-- BEGIN --

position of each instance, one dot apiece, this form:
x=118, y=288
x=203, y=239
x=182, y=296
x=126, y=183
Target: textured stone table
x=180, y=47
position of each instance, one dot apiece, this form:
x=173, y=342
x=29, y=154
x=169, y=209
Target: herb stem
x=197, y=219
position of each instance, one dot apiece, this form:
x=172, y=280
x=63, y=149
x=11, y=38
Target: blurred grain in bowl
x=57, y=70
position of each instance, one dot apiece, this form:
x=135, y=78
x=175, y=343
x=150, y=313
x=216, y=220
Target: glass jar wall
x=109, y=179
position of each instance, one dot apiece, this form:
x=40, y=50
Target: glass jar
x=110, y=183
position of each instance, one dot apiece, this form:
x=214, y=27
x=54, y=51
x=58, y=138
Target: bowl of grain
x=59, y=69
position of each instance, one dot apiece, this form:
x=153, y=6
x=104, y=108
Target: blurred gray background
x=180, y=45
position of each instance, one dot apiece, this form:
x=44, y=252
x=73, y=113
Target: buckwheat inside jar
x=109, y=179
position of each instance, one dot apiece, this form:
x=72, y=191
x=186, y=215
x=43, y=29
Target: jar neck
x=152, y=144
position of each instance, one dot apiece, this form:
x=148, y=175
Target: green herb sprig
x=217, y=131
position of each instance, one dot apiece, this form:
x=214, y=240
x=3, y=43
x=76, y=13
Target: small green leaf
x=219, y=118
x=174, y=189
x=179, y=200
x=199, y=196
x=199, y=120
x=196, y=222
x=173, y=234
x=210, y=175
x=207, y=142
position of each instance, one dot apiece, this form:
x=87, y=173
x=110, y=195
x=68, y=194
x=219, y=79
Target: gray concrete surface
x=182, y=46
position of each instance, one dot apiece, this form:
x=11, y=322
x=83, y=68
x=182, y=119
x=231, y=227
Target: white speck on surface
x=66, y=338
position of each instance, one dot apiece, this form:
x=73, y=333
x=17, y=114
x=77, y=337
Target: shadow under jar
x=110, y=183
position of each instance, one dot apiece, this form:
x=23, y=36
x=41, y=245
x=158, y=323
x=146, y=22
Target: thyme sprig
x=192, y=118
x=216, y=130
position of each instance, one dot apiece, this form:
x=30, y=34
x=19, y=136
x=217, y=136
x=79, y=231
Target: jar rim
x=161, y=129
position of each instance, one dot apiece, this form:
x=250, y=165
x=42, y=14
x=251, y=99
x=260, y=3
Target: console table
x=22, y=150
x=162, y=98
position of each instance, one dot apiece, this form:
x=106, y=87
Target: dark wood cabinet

-- END --

Given exercise
Copy every row above verbatim, line by line, without changing anything.

Answer to the task
position of each instance, one dot apiece, this form:
x=118, y=288
x=203, y=239
x=182, y=296
x=126, y=183
Target: textured stone table
x=180, y=47
position of each instance, one dot apiece, this form:
x=173, y=342
x=29, y=154
x=169, y=209
Target: herb stem
x=197, y=219
position of each instance, one dot apiece, this form:
x=172, y=280
x=63, y=149
x=11, y=38
Target: blurred grain in bowl
x=57, y=70
position of each instance, one dot apiece, this form:
x=135, y=78
x=175, y=343
x=150, y=313
x=216, y=220
Target: glass jar wall
x=109, y=179
position of each instance, one dot apiece, this form:
x=40, y=50
Target: glass jar
x=110, y=183
position of each instance, one dot apiece, this form:
x=214, y=27
x=54, y=51
x=58, y=138
Target: bowl of grain
x=59, y=69
position of each instance, one dot apiece, this form:
x=153, y=6
x=104, y=108
Target: blurred gray background
x=180, y=45
position of each instance, one dot apiece, this form:
x=44, y=252
x=73, y=113
Target: buckwheat inside jar
x=109, y=179
position of each instance, one dot apiece, this form:
x=72, y=191
x=186, y=215
x=43, y=29
Target: jar neck
x=152, y=144
position of each instance, one dot apiece, this form:
x=148, y=175
Target: green herb sprig
x=217, y=131
position of each instance, one dot apiece, this form:
x=214, y=240
x=3, y=43
x=76, y=13
Target: small green leaf
x=219, y=118
x=174, y=189
x=179, y=200
x=199, y=196
x=199, y=120
x=196, y=222
x=173, y=234
x=210, y=175
x=207, y=142
position of each instance, one dot apiece, this form:
x=87, y=173
x=110, y=195
x=68, y=194
x=219, y=79
Target: gray concrete surface
x=182, y=46
position of each instance, one dot apiece, this form:
x=11, y=322
x=83, y=68
x=182, y=119
x=231, y=227
Target: white speck on surface
x=66, y=338
position of each instance, one dot apiece, this form:
x=73, y=333
x=17, y=114
x=77, y=337
Target: shadow under jar
x=110, y=183
position of each instance, one dot apiece, this form:
x=23, y=36
x=41, y=245
x=158, y=323
x=146, y=22
Target: thyme sprig
x=192, y=118
x=216, y=130
position of each instance, one dot apiece, this form:
x=30, y=34
x=19, y=136
x=217, y=136
x=79, y=231
Target: jar rim
x=161, y=129
position of each instance, one dot apiece, this form:
x=250, y=165
x=42, y=14
x=251, y=99
x=260, y=3
Target: console table
x=22, y=150
x=162, y=98
position of each instance, one dot apiece, this form:
x=106, y=87
Target: dark wood cabinet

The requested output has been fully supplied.